§ **WHAT YOU WILL DO**:
Count the lines in the data below that contain the string "tree", treating uppercase and lowercase as different. Reply with the number alone.

§ **MATERIAL PROVIDED**:
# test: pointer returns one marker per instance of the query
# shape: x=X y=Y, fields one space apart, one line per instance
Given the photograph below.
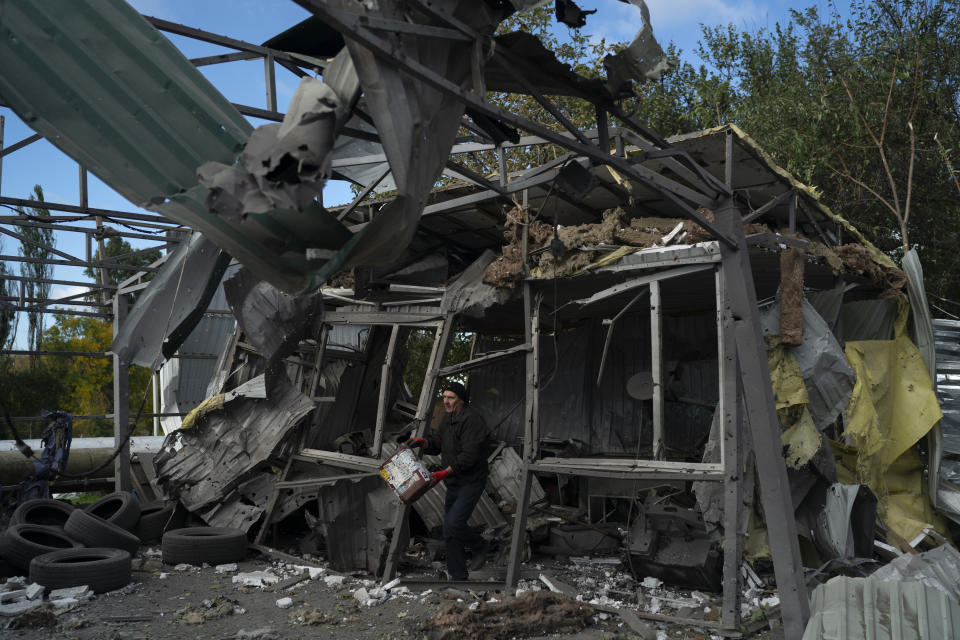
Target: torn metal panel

* * *

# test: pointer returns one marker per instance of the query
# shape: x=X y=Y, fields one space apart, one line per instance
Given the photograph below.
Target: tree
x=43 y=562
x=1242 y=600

* * *

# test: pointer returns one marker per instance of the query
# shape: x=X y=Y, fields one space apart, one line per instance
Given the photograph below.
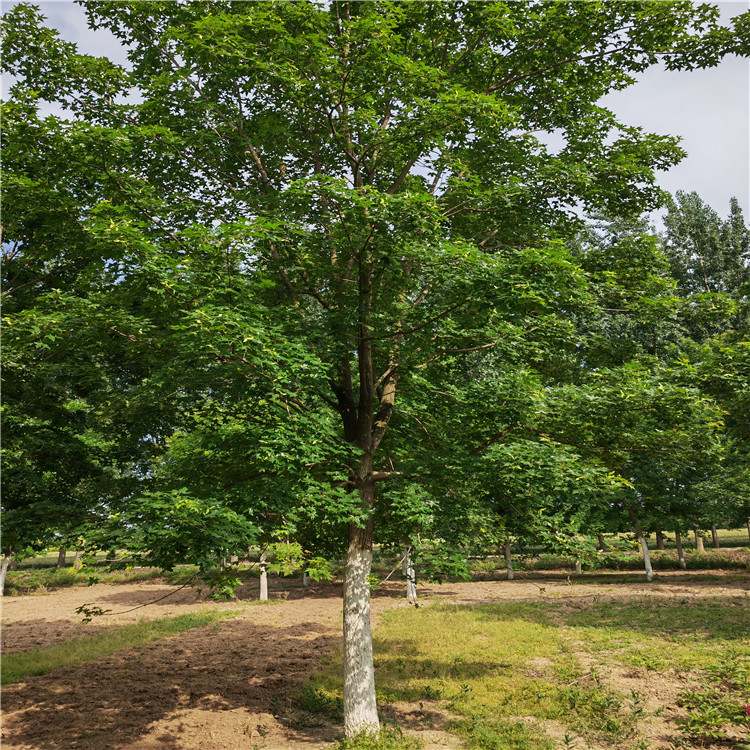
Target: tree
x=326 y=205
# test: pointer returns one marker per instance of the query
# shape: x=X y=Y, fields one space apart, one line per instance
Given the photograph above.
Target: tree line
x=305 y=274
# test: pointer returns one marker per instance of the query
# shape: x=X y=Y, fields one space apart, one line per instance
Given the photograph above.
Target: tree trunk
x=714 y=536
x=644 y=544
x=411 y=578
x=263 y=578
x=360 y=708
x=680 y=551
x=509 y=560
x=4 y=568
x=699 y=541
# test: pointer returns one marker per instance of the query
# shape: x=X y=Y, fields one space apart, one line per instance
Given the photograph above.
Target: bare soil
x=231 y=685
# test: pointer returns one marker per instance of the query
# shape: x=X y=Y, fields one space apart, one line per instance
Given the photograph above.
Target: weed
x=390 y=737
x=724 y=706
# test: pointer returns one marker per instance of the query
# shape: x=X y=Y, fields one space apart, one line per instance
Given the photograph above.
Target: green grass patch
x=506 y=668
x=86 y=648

§ **ANSWER TO THIS TASK**:
4